** Start of Supplied data **

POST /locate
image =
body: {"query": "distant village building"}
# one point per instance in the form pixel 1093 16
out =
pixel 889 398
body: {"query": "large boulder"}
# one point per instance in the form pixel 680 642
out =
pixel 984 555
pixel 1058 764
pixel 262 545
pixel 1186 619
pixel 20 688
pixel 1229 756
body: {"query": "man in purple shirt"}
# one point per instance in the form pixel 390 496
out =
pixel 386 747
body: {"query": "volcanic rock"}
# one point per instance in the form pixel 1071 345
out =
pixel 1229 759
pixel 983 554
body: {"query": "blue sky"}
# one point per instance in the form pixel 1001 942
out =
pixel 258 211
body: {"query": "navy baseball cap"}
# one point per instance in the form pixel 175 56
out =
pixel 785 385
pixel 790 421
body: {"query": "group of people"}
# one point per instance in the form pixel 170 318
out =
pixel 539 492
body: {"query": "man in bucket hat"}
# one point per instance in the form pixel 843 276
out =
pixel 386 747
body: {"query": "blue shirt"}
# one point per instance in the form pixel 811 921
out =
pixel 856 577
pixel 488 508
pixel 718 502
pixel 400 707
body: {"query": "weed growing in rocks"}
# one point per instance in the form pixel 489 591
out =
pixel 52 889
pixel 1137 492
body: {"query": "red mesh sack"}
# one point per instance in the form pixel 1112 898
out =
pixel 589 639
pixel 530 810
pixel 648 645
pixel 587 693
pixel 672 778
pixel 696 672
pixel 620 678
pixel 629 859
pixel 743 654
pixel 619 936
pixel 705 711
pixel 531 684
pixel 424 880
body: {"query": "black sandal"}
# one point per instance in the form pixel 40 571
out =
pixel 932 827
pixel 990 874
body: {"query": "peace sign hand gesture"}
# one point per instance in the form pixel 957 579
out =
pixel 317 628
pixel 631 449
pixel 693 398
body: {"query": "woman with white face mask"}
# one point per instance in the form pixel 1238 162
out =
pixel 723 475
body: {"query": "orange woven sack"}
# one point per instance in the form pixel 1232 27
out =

** End of Supplied data **

Task objective: Could you set out every line of the records above as a numbered list, leaving out any blank lines?

Full output:
1. POST /locate
2. image =
3. body: {"query": "distant village building"}
4. # one point per instance in the form pixel 1093 16
5. out =
6. pixel 889 398
7. body: {"query": "large boulder"}
8. # one point per instance in the form pixel 680 642
9. out =
10. pixel 984 555
11. pixel 1058 764
12. pixel 262 545
13. pixel 1186 619
14. pixel 20 688
15. pixel 1229 756
16. body: {"query": "man in purple shirt"}
17. # one point per instance in the form pixel 390 496
18. out =
19. pixel 386 747
20. body: {"query": "volcanic rock"}
21. # one point per instance in the form pixel 1071 345
22. out =
23. pixel 1229 759
24. pixel 983 554
25. body: {"query": "blue sky"}
26. # one point per instance in the form pixel 1001 942
27. out =
28. pixel 258 211
29. body: {"query": "navy baseball cap"}
30. # one point per instance in the form pixel 175 56
31. out =
32. pixel 785 385
33. pixel 790 421
34. body: {"query": "group of people"}
35. # one point per instance in the form pixel 170 318
36. out =
37. pixel 539 492
38. body: {"query": "man in bucket hat"}
39. # one point per instance in the form pixel 843 276
40. out =
41. pixel 386 747
42. body: {"query": "blue shirt"}
43. # one point per instance in the form pixel 811 921
44. out =
45. pixel 856 577
46. pixel 488 508
47. pixel 718 502
48. pixel 400 707
49. body: {"query": "weed growing in rocks"}
50. # one point per instance in the form pixel 489 591
51. out =
52. pixel 52 889
53. pixel 1137 492
54. body: {"query": "red mesh sack"}
55. # one point per instance in the form pixel 1112 898
56. out =
57. pixel 589 639
58. pixel 530 810
59. pixel 648 645
60. pixel 587 693
61. pixel 672 778
62. pixel 696 672
63. pixel 620 678
64. pixel 629 859
65. pixel 743 654
66. pixel 619 936
67. pixel 705 711
68. pixel 531 684
69. pixel 424 880
70. body: {"query": "black sandal"}
71. # one point per instance in the form pixel 40 571
72. out =
73. pixel 932 827
74. pixel 990 874
75. body: {"query": "peace sign hand gesture"}
76. # one point per instance in the form pixel 957 579
77. out =
78. pixel 317 628
79. pixel 631 449
80. pixel 693 398
81. body: {"query": "woman with white face mask"}
82. # one point per instance in the form pixel 1238 162
83. out =
84. pixel 723 475
85. body: {"query": "orange woven sack"}
86. # one point per instance in the form pixel 1232 27
87. out =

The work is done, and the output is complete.